## Work to complete
Copy verbatim, from the rows below, the line containing "Each instance of the sofa" through the line containing "x=609 y=293", keeping both of those lines.

## Records shown
____
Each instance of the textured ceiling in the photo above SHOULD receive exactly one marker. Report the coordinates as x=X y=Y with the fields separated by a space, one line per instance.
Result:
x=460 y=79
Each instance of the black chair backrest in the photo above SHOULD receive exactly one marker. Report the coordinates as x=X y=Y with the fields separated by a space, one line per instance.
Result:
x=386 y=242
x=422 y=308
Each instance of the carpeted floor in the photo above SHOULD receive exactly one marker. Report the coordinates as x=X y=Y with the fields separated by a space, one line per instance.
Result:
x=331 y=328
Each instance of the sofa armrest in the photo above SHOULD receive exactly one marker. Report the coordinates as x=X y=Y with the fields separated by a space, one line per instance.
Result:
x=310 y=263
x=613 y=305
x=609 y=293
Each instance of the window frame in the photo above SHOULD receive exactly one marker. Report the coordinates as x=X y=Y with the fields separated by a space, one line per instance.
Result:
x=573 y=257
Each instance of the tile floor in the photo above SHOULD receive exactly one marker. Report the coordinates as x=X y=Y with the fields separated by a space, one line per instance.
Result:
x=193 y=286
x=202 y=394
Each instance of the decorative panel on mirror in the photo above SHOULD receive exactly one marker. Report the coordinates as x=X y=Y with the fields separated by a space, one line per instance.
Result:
____
## The reply
Each instance of the sofa armrest in the photo above SHOULD receive exactly one marker. Report the coordinates as x=X y=Y with the fields separated by a space, one line per instance.
Result:
x=310 y=263
x=613 y=305
x=609 y=293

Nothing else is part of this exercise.